Instructions for the task: Rewrite the rows from the line containing "Exercise. Locate the forest" through the end of the rows, inclusive, replacing "photo" with "image" each time it occurs and changing nothing else. Leave the pictures out of your answer.

* START Input for this task *

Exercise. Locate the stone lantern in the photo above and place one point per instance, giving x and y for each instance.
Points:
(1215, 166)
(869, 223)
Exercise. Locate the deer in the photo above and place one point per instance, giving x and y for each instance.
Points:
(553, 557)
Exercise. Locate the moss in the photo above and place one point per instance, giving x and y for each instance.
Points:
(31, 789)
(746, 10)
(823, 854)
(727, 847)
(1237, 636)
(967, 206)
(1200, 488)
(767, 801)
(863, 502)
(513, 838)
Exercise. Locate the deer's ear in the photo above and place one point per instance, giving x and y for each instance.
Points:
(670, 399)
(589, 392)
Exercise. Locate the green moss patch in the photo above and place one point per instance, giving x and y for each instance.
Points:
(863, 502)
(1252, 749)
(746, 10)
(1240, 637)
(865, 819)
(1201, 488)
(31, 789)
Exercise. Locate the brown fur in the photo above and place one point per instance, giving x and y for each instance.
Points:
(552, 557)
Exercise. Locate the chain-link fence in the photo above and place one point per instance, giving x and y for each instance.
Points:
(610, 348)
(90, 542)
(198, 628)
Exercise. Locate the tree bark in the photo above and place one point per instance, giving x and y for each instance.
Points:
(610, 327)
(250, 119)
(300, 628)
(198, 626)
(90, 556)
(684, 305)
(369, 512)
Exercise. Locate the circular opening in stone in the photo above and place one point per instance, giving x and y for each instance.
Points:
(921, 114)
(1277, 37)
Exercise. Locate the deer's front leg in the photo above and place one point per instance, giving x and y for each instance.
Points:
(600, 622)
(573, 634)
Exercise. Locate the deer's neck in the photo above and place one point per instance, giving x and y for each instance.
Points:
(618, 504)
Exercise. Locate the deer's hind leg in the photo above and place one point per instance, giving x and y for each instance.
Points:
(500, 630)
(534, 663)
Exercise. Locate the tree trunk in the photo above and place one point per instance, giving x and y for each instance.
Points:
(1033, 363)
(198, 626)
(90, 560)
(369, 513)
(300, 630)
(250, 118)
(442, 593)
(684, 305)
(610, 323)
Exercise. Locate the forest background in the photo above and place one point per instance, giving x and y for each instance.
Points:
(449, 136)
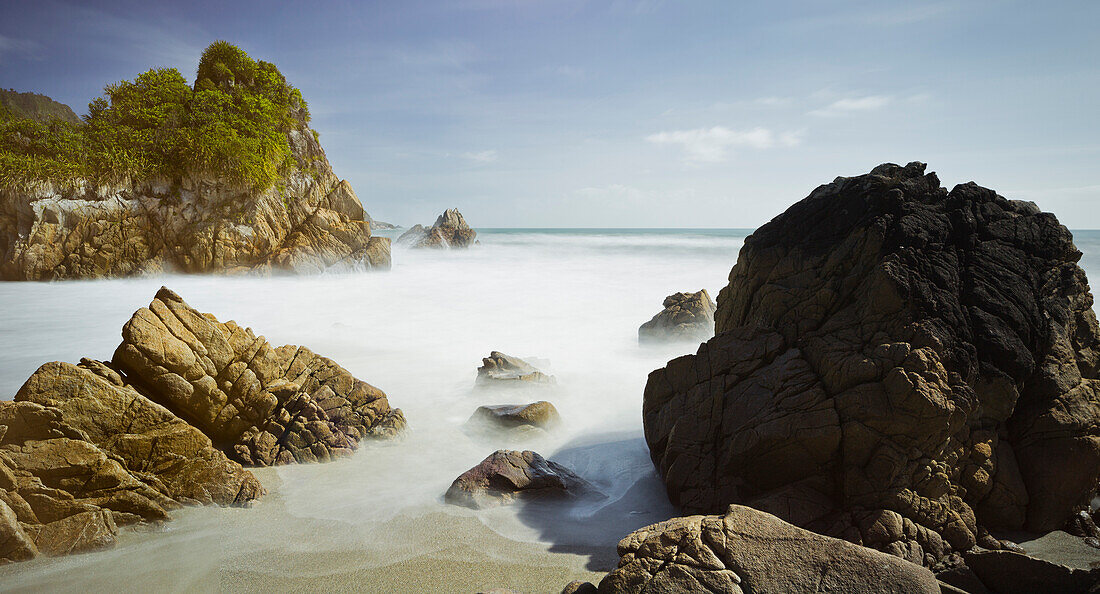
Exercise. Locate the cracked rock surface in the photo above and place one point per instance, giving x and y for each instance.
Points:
(262, 405)
(749, 551)
(895, 364)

* END Input for this task *

Result for this exercise:
Exercise. Locate the forest background in the image above and place one point per instance, giving x and y for each instance.
Points:
(449, 136)
Exercise. Locate the cracked rock surface in the image above and place one point per instance, giving x and y for each instance.
Points:
(262, 405)
(749, 551)
(895, 364)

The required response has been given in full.